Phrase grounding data
######

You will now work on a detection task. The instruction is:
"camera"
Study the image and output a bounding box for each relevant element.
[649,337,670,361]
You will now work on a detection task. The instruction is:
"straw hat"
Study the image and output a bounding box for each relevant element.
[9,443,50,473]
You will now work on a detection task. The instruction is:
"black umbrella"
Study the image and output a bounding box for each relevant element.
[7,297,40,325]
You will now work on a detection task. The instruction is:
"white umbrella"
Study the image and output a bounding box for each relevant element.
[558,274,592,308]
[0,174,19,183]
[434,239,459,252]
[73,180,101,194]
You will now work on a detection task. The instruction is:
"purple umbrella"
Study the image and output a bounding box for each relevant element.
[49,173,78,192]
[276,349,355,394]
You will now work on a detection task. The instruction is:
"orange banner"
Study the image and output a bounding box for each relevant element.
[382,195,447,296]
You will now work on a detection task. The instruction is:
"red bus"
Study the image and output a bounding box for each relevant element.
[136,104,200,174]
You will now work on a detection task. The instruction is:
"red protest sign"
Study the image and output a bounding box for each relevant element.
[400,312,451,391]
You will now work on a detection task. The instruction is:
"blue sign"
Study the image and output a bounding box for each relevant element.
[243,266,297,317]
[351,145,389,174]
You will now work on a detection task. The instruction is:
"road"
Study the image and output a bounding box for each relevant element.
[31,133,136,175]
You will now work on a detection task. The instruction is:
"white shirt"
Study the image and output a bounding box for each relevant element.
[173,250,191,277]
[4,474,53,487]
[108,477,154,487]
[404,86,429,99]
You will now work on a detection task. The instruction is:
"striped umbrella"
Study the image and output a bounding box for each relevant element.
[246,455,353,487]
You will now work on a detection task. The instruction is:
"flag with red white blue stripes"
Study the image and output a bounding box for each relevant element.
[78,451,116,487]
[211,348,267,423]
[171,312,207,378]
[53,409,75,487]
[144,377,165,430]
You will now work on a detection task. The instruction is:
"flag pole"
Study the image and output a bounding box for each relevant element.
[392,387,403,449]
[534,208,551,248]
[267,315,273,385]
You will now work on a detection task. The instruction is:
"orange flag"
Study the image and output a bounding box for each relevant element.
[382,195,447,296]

######

#### Instructions for the task
Copy out every line of the data that includes the word "blue".

#### Exercise solution
"blue sign"
"flag with red white blue stripes"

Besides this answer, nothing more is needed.